Dieses Buch unternimmt den Versuch, die Ignoranzschwelle nach beiden Seiten zu senken. Nach der Seite der empirischen Forschung wird dies in den einzelnen Fallstudien geschehen, die der Entstehung des Staates anhand von verschiedenen Beispielen nachgehen. Für die Begriffsbildung dagegen ist diese Einleitung der geeignete Ort. Als Ausgangspunkt und Grundlage soll dabei nicht die berühmte Drei-Elemente-Lehre der Allgemeinen Staatslehre dienen, die nicht weniger abstrakt ist als die von manchen Archäologen bevorzugte Systemtheorie, sondern die Umschmelzung, die diese Lehre in der juristisch inspirierten Soziologie Max Webers erfahren hat. Weber hat wohl, wie erwähnt, seinen Staatsbegriff am modernen Staat gebildet, ihn jedoch zugleich so komplex angelegt, dass er durch eine methodische Reduktion und Spezifizierung der Merkmale auch für nicht- bzw. vormoderne Staatsformen nutzbar gemacht werden kann. Im Rahmen der „Soziologischen Grundbegriffe“ ist der nächstliegende Oberbegriff die Kategorie des „Verbandes“, worunter „eine nach außen regulierend beschränkte oder geschlossene soziale Beziehung“ mit einer bestimmten Ordnung zu verstehen sei, deren Einhaltung garantiert werde „durch das eigens auf deren Durchführung eingestellte Verhalten bestimmter Menschen: eines Leiters und, eventuell, eines Verwaltungsstabes, der gegebenenfalls normalerweise zugleich Vertretungsgewalt hat“ (Weber 1976, S. 26). Sofern die Leitung für ihre Anordnungen mit Fügsamkeit rechnen kann, handelt es sich um einen „Herrschaftsverband“; soweit die Ordnungen für ein angebbares Gebiet geltend gemacht werden, um einen „politischen Verband“; soweit dies für jeden innerhalb des Gebietes gilt, „auf den bestimmte Merkmale (Gebürtigkeit, Aufenthalt, Inanspruchnahme bestimmter Einrichtungen) zutreffen, einerlei ob der Betreffende persönlich – wie beim Verein – beigetreten ist und vollends: ob er bei den Satzungen mitgewirkt hat“, um einen „Anstaltsverband“ (ebd., S. 28). Hieran schließt die oft zitierte Definition an: „Staat soll ein politischer Anstaltsbetrieb heißen, wenn und insoweit sein Verwaltungsstab erfolgreich das Monopol legitimen physischen Zwanges für die Durchführung der Ordnungen in Anspruch nimmt“ (ebd., S. 29).

[Ziel der Übung] Welche Kategorie nennt der Textausschnitt zu Webers Staatsbegriff als nächstliegenden Oberbegriff im Rahmen der „Soziologischen Grundbegriffe“?

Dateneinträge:
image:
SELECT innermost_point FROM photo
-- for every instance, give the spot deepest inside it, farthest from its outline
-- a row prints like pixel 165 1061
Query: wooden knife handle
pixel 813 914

* * *

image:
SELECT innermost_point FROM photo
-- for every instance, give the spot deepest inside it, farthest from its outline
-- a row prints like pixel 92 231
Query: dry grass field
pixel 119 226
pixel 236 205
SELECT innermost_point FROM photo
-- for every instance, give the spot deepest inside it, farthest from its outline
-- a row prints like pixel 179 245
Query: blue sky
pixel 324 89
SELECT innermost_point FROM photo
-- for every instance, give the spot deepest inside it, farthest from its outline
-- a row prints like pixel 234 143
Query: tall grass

[Ergebnis der Übung] Die Kategorie des „Verbandes“.